_Passage to read:_
******************************

Anyway, the hook doesn’t matter. What’s we’re looking at here is “the heart of the forest”, meaning some trails through the forest with some clearings to have encounters in. You walk through the “normal” forest for an hour and then get to the “thicker” dungeon map forest. The map, as presented, has no scale. The encounters are practically on top of each other. It feels almost like one of those “greater area” 4e tactical maps, you know, where the entire adventure is taking place on a 200 foot by 200 foot complex? Anyway, you wander around in the first having encounters until you get to the the one where you meet some dryds and the captured children in a clearing and then you can be a pussy and talk to them or you can cut them down like the dungeon scum they are.

******************************

_Material provided:_
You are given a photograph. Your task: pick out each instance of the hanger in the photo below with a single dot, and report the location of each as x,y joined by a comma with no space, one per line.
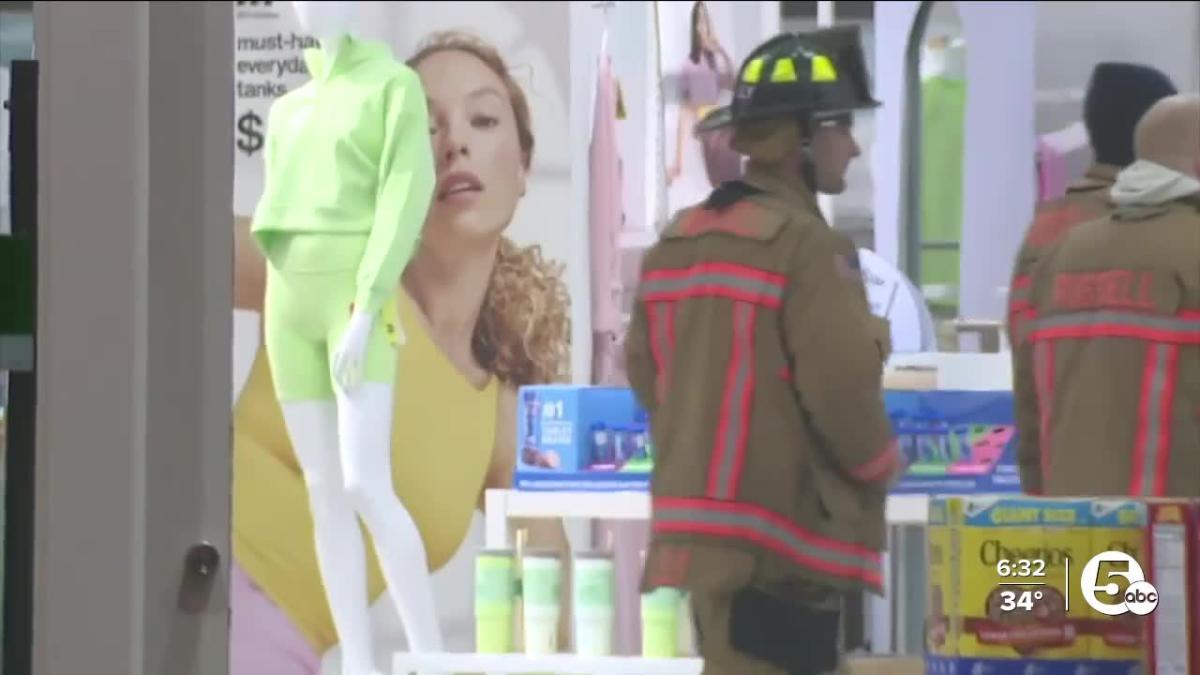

******************************

_Problem set:_
1. Copy the part of the forest adventure review that opens with the words containing "Anyway, the hook" and closes with "scum they are.", substituting "woods" for "forest" throughout.
2. Extend the forest adventure review past its final sentence.
The data are separate from the forest adventure review.

_Response list:_
1.
Anyway, the hook doesn’t matter. What’s we’re looking at here is “the heart of the woods”, meaning some trails through the woods with some clearings to have encounters in. You walk through the “normal” woods for an hour and then get to the “thicker” dungeon map woods. The map, as presented, has no scale. The encounters are practically on top of each other. It feels almost like one of those “greater area” 4e tactical maps, you know, where the entire adventure is taking place on a 200 foot by 200 foot complex? Anyway, you wander around in the first having encounters until you get to the the one where you meet some dryds and the captured children in a clearing and then you can be a pussy and talk to them or you can cut them down like the dungeon scum they are.

2.
Yes, I understand that seems like a rather harsh analysis of the situation. But, also “should the characters decide the Dryads are evil and should not be kidnapping children and killing the villagers …” Why, yes, I think the monsters should not be kidnapping children and killing villagers. I think it would be super cool if the monsters didn’t do that. And I shall brook no cultural relativism bullshit in this discussion. Killing a rando deer and chopping down a tree does not equate to LURING in and killing a bunch of hunters and kidnapping children. So, yes, the dryads are getting fucking stabbed. Any party that does otherwise should be visited for the rest of the campaign by continuing ongoing acts of violence by the relatives and friends of the hunters and children. “the Dryads are not monsters but are powerful and do control monsters in order to protect themselves and the forest.  they will attack any human attacking them, and do it indirectly if they can, using the forest beasts, trees, plants to do so they will not harm children, though they have taken them hostage” Well, except for that whole luring people in to kill and/or kidnap them thing. Oh, and the take away others free will in order to use THEM to kill the party. Our definition of evil differs, I guess.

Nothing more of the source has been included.